Malignant Melanoma: It Pays to Be a Woman

Jacob Mashiah, MD, Sarah Brenner, MD

Disclosures

Skinmed. 2003;2(3) 

In This Article

Introduction

The rise in incidence and mortality rates for melanoma worldwide is among the highest for all kinds of cancer.[1] Lifetime risk of melanoma in the United States reached 1 in 75 in the year 2000 compared with only 1 in 1500 in 1935.[2]

Differences in these rates between men and women have been reported in many studies.[3,4,5,6,7] Indeed, gender[5,6,7] is one of the accepted prognostic parameters in melanoma, in addition to thickness of the lesion,[3] anatomic location, and presence of ulceration in the primary lesion.[4] In an assessment of the incidence and survival from malignant melanoma in Scotland, from 1979-1998[8] men showed a rise of 303% in incidence, from 3.5 to 10.6 per 100,000, standardized for age, while the rise in women was 187%, from 7 to 13.1 per 100,000. The incidence of tumors less than 1.5 mm in thickness increased the most, especially in women. Comparison of the 5-year survival rate for diagnosis made in 1979 and 1993 revealed a change from 58% to 80% for men and from 74% to 85% for women; the men's mortality rates remained 1.9 per 100,000 per year; mortality among men under age 65 at diagnosis rose from 1.2 to 1.35 per 100,000 per year; women's mortality rates fell from 1.9 to 1.85 per 100,000 per year; and women younger than 65 at diagnosis had a mortality rate of 1.3 that fell to 1.15.

Investigators[9] also reported the incidence and mortality rates for melanoma between 1973 to 1994 in the United States. The incidence for men rose 154.4% (from 6.8 to 17.3 per 100,000 per year) vs. 90.2% for women (from 6.1 to 11.6). From 1990-1994, the incidence rose 6.8% in men and decreased 1.3% in women. Mortality rates rose in men by 48.9%, from 2.4 to 3.5, and in women by 21.4%, from 1.4 to 1.7.

There was a persistent decrease in mortality rates from melanoma for men and women aged 20-44 and for women aged 45-64 years in a US study[10] conducted between 1969 and 1999. Mortality rates and incidence rates were parallel, and a greater increase in incidence among older than younger men was noted. Women showed a similar pattern but with a smaller increase in incidence. Public education on primary and secondary prevention can account for these trends.

Women had better survival in all but four out of 22 epidemiologic studies published between 1977 and 1996,[11] with an increasing advantage that paralleled the Breslow thickness of the primary melanoma. Higher age of the patients, both men and women, was associated with poorer prognosis in the majority of the studies. Women had a better prognosis in all age groups, including premenopausal and post-menopausal groups.

→ Problem statement
Reproduce the text of the melanoma article, starting with "Investigators[9] also reported" and going on through "1.4 to 1.7.". The entries that follow have nothing to do with this article.

→ Dataset records
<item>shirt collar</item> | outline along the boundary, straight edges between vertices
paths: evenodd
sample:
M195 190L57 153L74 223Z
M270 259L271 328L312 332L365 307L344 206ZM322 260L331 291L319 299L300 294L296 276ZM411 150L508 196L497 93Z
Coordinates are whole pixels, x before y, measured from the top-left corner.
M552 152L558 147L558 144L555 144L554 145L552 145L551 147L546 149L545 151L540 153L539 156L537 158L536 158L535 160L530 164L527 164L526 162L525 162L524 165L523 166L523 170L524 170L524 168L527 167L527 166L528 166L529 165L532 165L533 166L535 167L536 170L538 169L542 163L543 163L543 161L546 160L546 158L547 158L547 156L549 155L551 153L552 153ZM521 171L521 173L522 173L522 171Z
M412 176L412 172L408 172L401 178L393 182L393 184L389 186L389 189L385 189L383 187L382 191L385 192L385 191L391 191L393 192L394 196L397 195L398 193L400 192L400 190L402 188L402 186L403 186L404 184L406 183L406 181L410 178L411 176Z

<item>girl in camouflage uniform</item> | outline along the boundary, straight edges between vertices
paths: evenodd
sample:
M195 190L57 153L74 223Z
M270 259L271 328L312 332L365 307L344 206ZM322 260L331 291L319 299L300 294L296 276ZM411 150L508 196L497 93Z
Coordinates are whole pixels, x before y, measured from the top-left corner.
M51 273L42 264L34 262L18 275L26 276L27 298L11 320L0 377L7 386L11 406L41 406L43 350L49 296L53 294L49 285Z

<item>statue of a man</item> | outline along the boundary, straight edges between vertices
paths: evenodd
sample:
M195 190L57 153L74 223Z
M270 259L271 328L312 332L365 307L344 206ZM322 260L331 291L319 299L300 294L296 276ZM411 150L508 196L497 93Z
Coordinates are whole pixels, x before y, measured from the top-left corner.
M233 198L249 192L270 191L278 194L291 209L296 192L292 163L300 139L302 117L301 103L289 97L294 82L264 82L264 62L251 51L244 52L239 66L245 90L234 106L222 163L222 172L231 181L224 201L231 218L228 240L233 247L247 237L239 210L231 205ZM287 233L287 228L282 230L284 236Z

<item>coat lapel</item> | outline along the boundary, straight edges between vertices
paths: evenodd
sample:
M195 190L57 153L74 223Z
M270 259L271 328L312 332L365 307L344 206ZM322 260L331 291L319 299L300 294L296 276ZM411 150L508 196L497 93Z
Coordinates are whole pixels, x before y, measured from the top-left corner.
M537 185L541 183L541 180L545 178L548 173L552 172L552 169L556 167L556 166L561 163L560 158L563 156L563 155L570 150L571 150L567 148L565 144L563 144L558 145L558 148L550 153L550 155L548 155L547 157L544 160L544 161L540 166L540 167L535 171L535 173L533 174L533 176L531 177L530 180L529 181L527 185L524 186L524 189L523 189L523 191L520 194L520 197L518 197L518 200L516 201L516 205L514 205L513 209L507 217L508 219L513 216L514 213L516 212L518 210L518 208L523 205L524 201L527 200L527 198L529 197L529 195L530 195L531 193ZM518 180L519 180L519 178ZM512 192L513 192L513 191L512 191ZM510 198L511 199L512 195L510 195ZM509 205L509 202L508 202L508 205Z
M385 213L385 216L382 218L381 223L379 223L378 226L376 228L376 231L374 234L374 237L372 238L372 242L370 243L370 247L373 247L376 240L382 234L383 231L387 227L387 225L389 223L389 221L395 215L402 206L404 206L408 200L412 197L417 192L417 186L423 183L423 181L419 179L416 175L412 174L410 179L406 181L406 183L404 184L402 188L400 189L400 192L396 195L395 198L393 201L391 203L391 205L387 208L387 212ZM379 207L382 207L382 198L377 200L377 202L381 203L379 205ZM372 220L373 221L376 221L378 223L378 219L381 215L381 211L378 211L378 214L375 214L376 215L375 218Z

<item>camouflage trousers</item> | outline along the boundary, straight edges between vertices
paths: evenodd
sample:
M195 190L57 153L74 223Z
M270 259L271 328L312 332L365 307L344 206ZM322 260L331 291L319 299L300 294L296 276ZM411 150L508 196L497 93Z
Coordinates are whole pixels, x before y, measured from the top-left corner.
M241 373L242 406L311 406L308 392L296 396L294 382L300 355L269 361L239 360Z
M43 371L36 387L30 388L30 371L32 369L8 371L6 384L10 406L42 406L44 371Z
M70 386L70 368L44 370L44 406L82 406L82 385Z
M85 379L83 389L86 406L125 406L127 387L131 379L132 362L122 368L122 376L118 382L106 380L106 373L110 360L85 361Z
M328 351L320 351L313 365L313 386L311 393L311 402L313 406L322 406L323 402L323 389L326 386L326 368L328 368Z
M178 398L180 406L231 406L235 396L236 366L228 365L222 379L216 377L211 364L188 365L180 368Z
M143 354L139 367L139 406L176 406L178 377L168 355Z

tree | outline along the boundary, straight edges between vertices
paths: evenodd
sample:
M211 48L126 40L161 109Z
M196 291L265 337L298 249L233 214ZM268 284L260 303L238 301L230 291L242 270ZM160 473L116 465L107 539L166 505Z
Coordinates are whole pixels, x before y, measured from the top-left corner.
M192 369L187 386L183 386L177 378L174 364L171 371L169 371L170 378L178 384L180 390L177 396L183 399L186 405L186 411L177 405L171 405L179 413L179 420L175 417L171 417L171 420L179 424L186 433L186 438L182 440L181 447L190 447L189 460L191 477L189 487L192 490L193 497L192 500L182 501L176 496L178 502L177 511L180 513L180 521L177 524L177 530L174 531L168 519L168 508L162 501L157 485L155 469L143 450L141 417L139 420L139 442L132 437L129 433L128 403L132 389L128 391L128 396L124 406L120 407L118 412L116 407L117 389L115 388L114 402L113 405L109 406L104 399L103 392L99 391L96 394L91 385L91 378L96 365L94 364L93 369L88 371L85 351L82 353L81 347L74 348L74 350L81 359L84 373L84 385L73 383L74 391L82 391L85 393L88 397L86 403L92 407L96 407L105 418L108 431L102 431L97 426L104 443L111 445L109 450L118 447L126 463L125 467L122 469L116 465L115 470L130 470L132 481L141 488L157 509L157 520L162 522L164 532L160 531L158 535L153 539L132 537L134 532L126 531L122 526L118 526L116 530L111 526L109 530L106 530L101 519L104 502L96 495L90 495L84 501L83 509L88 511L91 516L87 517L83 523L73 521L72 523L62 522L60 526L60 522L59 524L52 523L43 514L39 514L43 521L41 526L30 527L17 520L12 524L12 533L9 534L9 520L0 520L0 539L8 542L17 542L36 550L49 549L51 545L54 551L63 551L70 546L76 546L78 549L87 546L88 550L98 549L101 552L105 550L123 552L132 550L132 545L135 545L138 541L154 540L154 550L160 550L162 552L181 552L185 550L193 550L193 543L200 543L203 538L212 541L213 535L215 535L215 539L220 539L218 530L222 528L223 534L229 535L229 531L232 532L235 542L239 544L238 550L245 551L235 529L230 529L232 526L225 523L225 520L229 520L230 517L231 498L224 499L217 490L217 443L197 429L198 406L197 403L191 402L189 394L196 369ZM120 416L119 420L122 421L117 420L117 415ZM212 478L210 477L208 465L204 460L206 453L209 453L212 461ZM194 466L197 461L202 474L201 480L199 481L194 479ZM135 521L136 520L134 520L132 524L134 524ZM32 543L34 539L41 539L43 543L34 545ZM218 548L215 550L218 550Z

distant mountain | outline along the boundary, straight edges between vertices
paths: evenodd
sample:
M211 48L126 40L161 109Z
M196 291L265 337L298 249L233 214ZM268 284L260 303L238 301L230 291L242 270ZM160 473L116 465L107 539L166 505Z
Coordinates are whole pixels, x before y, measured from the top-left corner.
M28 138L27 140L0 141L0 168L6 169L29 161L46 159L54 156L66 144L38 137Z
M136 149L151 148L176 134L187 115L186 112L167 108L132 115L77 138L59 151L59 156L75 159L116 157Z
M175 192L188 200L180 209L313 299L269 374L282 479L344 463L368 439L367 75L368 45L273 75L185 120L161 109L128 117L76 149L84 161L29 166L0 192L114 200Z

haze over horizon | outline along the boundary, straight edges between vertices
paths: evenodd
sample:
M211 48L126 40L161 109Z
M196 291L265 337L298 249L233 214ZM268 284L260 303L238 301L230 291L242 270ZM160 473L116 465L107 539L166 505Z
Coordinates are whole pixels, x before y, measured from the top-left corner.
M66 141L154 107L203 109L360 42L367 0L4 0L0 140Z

→ Response area
Investigators[9] also reported the incidence and mortality rates for melanoma between 1973 to 1994 in the United States. The incidence for men rose 154.4% (from 6.8 to 17.3 per 100,000 per year) vs. 90.2% for women (from 6.1 to 11.6). From 1990-1994, the incidence rose 6.8% in men and decreased 1.3% in women. Mortality rates rose in men by 48.9%, from 2.4 to 3.5, and in women by 21.4%, from 1.4 to 1.7.